EXERCISE REQUIREMENTS:
• a. Using the blog excerpt below, decide whether each statement agrees with it: (i) interviewees who drifted toward blaming individuals were steered away from it; (ii) the writer found the interviews dull; (iii) the writer watched the episodes a week apart. For each, answer yes or no and quote the words that decide it.
• b. According to the blog excerpt below, why did some of the documentary's footage become irritating? Answer in one to three sentences.
• c. In the blog excerpt below, which subjects does the writer list as making up the blogroll?

EXTRACTED TEXT:

━━━━━━━━━━

While 'being obese' is presented as a universal negative, the whole series is dedicated to unpicking structural causes and patterns in food production and marketing as the cause, and there is a lot of talk of people who are trying to eat healthily and lose weight, but are unable to do so due to the food industry itself.  A couple of interviewees do start to head off into individual-blame territory, and are redirected.  Despite that, there were a hell of a lot of stock shots of walking headless bodies

Conclusion: Nice enough basic documentary series, interesting interviews, some of the footage was overused enough to irritate when it was watched as a block rather than (as I suspect was intended) with a week between episodes.

Wednesday, 24 August 2011

On Dysphoria - Part 1

Occasionally, my otherwise diverse blogroll (what, you don't call my collection of politics, queer politics, queer culture and feminist politics diverse?) comes together in a strange synchronicity of posts around a particular subject. Today, that happened to be around dysphoria.

━━━━━━━━━━

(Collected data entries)
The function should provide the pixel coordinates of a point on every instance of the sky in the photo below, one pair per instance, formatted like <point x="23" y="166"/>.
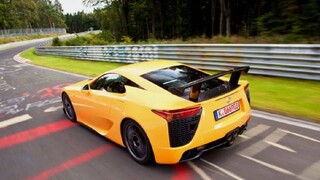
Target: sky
<point x="73" y="6"/>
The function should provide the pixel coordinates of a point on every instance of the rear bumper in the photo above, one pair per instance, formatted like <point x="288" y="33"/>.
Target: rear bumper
<point x="203" y="141"/>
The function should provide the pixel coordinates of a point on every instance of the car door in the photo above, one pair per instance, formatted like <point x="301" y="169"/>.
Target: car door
<point x="95" y="111"/>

━━━━━━━━━━

RESULTS BY TASK:
• a.
(i) Yes: "A couple of interviewees do start to head off into individual-blame territory, and are redirected."
(ii) No: "interesting interviews"
(iii) No: "watched as a block rather than (as I suspect was intended) with a week between episodes"

• b. The footage was overused, and the series was watched as a block rather than with a week between episodes. The writer suspects the week-long gap was the intended way to watch it.

• c. Politics, queer politics, queer culture and feminist politics.